# Text passage:
[Start of section]

Folktales, Legends, and Stories


Wilkes University course on The History of Wyoming Valley


The Slovak Heritage Society is one of the organizations that has partnered with Wilkes University to produce a course on local history.  Project History: Northeastern Pennsylvania is a three-credit, interactive graduate Education course designed for teachers who like to integrate local history into their curriculum. Through authentic experiences, teachers will learn about regional heritage and culture. The goals of the Project are: to promote the study of local history in the area's school districts; to instruct teachers in grades three through twelve to integrate local history topics into lesson plans across the curriculum; and to encourage a creative approach to the study of local history, culture, and immigration and to attract student  and community interest. The 2010-2011 fall/spring semester is the first time for this class; it was attended by 12 educators from various local schools.

Our involvement began last fall when Michael Stretanski was asked to join a group of teachers headed by Dr. Diane Polachek of Wilkes University to assemble the Project. The course would meet once a month as a whole with much of the course work done online. The course began with a dinner meeting in September at Wilkes with an overview and calendar for the year. In October, we met at Wyoming Seminary with Mr. Clark Switzer. We toured the battle sites of Wyoming, and had a colonial supper at the Dennison House in Forty Fort. November was devoted to immigration and ethnicity.  Mr. John Dziak 's presented information on the reasons why so many of our ancestors came to Northeastern Pennsylvania.

During the November class, Mary Jean Tarrentini, a member of the Slovak Heritage Society of NEPA, gave an enthusiastic presentation on Father Murgaš and how his many talents and accomplishments lend themselves so well to the teaching of local history. Passionately, she encouraged the educators to persuade their students to learn about their individual family history and the history of this valley. The SHS provided their Father Murgaš Traveling Exhibit, a supper of Slovak dishes, and presented this class with the Murgaš Educational Concept DVD. This DVD includes reading lessons, quiz material, and essential questions. The educators can use this DVD in their classrooms. The lessons are based on the Father's key interests including science, art, history, nature, and religion.

At the beginning of the Nov. class, Christmas mushroom soup (made by Michael Stretanski), goulash (made by Anna Hendershot), and Bryndza cheese and crackers were served. Dishes served after class were; two kinds of holubky, one with rice and one with barley; two kinds of halusky (made with grated potatoes), one with cabbage and one with cheese; four kinds of pirohy - potatoes, cabbage, prune, apricot; two kinds of klobasky, smoked and fresh; creamed cucumbers; and fresh horseradish with red beets. Dessert included rozky with nut and poppyseed (made by Bernadette Yencha) and nut and poppyseed rolls. Michael Stretanski explained all of the foods. One of the educators made a syrec, which is the egg dish blessed in the Easter basket. Peter Kmec, a young Slovak student attending Holy Redeemer High School in Wilkes-Barre, helped make the pirohy using his grandmother's recipe, he rolled out the dough and filled them. SHS board members helped with set-up, serving, and clean-up. See photos below.

Following the Holiday break, in February, Mary Ann Storz had the students present a number of famous and influential personalities from our area and concluded the class with a tour of the Stegmaier Mansion. It is well worth a visit. Dr. Robert Wolensky gave a presentation on mining and the anthracite industry in March. The Visual and Performing Arts were presented in April by Dr. Robert Gardner.

This was a pilot program and will be offered again next year. Everyone is looking forward to our involvement, particularly our hospitality.

[End of section]

Region descriptions in natural language
[Start of section]

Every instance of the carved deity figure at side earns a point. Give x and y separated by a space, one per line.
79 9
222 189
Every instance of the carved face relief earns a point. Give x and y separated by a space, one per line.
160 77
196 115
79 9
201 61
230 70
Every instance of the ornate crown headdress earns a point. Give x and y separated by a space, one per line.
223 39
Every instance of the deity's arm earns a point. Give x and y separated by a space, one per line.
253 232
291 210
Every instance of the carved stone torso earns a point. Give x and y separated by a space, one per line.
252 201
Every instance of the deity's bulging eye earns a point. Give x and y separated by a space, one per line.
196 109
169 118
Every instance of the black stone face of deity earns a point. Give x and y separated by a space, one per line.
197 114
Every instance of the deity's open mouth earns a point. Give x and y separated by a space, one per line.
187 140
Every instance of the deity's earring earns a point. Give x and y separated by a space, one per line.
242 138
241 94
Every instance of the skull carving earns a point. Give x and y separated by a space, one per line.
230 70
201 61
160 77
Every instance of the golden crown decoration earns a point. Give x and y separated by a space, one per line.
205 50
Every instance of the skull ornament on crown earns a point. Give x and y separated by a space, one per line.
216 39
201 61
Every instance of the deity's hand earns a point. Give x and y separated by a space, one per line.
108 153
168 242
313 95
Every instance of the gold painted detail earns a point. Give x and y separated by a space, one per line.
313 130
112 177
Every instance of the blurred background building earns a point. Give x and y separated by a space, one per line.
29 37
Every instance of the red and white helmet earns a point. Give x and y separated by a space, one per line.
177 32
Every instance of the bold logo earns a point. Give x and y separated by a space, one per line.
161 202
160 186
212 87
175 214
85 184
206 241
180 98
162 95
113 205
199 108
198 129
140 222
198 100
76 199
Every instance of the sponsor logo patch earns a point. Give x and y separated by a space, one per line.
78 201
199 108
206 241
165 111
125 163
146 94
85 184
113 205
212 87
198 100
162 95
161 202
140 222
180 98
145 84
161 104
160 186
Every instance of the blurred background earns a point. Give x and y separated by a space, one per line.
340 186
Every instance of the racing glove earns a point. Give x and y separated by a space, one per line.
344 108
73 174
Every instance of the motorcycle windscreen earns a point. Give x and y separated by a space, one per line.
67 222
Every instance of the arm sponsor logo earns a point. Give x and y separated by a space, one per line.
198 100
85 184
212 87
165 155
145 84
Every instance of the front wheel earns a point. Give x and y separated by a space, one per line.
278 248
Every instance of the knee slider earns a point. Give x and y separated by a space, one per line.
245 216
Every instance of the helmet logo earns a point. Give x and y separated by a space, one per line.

[End of section]

# Using the information:
- 1) Copy everything in the article on the Wilkes University local history course from "Our involvement began" down to "to Northeastern Pennsylvania.".
- 2) In the article on the Wilkes University local history course, who gave the March presentation on mining and the anthracite industry?
The entries are separate material, not part of the article on the Wilkes University local history course.

# Answers to the exercise:
- 1)
Our involvement began last fall when Michael Stretanski was asked to join a group of teachers headed by Dr. Diane Polachek of Wilkes University to assemble the Project. The course would meet once a month as a whole with much of the course work done online. The course began with a dinner meeting in September at Wilkes with an overview and calendar for the year. In October, we met at Wyoming Seminary with Mr. Clark Switzer. We toured the battle sites of Wyoming, and had a colonial supper at the Dennison House in Forty Fort. November was devoted to immigration and ethnicity.  Mr. John Dziak 's presented information on the reasons why so many of our ancestors came to Northeastern Pennsylvania.

- 2) Dr. Robert Wolensky